▶ _Obiettivo_:
Le affermazioni (a), (b) e (c) concordano con il brano sul nazionalsocialismo? Rispondi sì o no per ciascuna, citando testualmente le parole decisive del brano.
(a) Secondo la storiografia marxista, Hitler finì per sottomettersi ai potentati economici.
(b) Il brano indica l'internazionalismo come uno dei capisaldi della visione di Hitler.
(c) Il NSDAP si presentò all'opinione pubblica come alleato del partito comunista.

▶ _Estratto_:
Quale fu il ruolo storico del nazionalsocialismo? Diede forza alla reazione anticomunista o capeggiò una propria rivoluzione? Una delle chiavi interpretative di maggior successo dipinge il fenomeno nazista come espressione delle «destre» nazionaliste e militariste impegnate nella restaurazione della potenza tedesca.

 

Facendo leva sul supporto determinante della grande industria, i nazisti avrebbero raggiunto il potere perché non ci arrivassero, prima o poi, i comunisti. Secondo la storiografia marxista, Hitler divenne presto vassallo dei potentati economici, e il nazionalsocialismo un baluardo della reazione.

 

Uno dei capisaldi della «Weltanschaaung» hitleriana, in effetti, era l'antibolscevismo e il rifiuto dell'internazionalismo propugnato dai comunisti. Sin dalle origini, il NSDAP (Partito nazionalsocialista dei lavoratori tedeschi, N.d.A) si impose all'opinione pubblica come il nemico numero uno del partito comunista: anzi, come il suo naturale oppositore.

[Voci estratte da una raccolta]
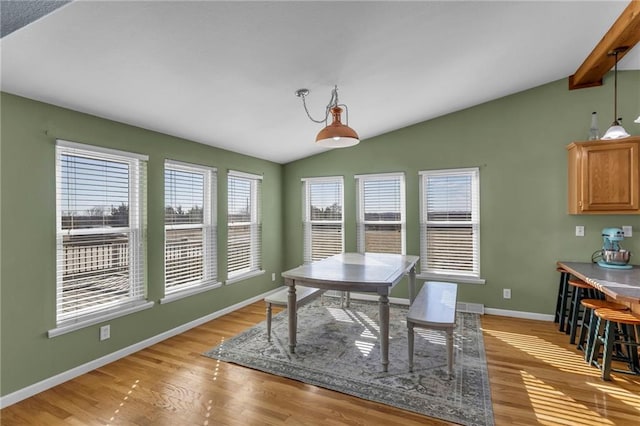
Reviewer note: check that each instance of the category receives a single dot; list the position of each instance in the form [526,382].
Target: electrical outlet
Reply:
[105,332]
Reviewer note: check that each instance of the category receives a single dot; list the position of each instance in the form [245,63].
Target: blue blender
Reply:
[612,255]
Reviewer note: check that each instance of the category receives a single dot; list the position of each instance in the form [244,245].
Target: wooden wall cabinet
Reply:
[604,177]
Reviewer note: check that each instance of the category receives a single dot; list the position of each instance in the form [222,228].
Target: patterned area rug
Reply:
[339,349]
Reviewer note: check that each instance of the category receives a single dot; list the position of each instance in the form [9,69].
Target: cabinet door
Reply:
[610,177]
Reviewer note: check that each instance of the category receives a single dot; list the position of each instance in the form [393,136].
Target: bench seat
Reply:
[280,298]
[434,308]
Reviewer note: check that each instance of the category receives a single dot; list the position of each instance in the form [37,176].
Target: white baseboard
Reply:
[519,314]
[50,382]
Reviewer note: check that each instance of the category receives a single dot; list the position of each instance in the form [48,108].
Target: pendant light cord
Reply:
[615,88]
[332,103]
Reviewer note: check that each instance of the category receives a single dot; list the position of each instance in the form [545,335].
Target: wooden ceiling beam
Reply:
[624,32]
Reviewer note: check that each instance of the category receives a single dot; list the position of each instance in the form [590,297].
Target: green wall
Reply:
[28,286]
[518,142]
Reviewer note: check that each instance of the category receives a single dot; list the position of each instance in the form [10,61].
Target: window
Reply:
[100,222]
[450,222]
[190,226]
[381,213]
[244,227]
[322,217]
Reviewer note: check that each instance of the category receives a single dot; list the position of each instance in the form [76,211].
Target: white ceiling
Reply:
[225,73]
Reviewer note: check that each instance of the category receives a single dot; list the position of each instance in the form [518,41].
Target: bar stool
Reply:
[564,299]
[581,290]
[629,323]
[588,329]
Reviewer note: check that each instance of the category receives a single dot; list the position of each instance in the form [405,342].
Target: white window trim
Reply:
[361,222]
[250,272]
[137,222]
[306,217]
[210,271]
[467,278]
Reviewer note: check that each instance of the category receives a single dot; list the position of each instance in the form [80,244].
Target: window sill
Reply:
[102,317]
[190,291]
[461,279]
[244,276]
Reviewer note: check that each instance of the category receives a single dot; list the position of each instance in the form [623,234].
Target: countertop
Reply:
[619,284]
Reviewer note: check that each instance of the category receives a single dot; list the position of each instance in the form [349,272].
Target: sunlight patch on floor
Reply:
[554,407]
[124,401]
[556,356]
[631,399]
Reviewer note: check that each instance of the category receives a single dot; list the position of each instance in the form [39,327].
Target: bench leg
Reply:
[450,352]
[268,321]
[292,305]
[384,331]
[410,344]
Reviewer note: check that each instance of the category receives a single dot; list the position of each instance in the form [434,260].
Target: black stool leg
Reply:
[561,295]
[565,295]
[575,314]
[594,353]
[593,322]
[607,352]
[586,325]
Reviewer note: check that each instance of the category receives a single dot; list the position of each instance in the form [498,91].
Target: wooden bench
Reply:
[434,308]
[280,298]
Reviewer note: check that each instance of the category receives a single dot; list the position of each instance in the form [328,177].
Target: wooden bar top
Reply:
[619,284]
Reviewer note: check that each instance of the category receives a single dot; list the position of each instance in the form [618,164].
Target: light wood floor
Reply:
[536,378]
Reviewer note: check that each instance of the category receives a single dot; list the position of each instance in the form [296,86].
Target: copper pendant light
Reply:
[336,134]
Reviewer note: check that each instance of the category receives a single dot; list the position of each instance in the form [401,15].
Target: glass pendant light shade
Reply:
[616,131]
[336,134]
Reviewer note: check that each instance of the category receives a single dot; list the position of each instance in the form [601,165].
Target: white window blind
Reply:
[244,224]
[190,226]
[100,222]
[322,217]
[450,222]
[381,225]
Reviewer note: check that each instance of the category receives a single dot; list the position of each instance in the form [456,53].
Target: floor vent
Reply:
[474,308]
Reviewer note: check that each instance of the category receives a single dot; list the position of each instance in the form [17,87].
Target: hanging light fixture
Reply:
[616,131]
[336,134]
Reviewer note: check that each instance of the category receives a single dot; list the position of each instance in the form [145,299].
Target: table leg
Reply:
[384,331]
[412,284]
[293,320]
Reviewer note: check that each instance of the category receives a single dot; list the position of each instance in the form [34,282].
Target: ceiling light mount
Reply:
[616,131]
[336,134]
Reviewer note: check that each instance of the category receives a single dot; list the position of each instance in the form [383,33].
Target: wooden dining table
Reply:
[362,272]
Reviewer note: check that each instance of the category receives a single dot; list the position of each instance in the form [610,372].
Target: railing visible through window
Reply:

▶ _Risultato finale_:
(a) Sì: «Secondo la storiografia marxista, Hitler divenne presto vassallo dei potentati economici».
(b) No: «era l'antibolscevismo e il rifiuto dell'internazionalismo propugnato dai comunisti».
(c) No: «si impose all'opinione pubblica come il nemico numero uno del partito comunista».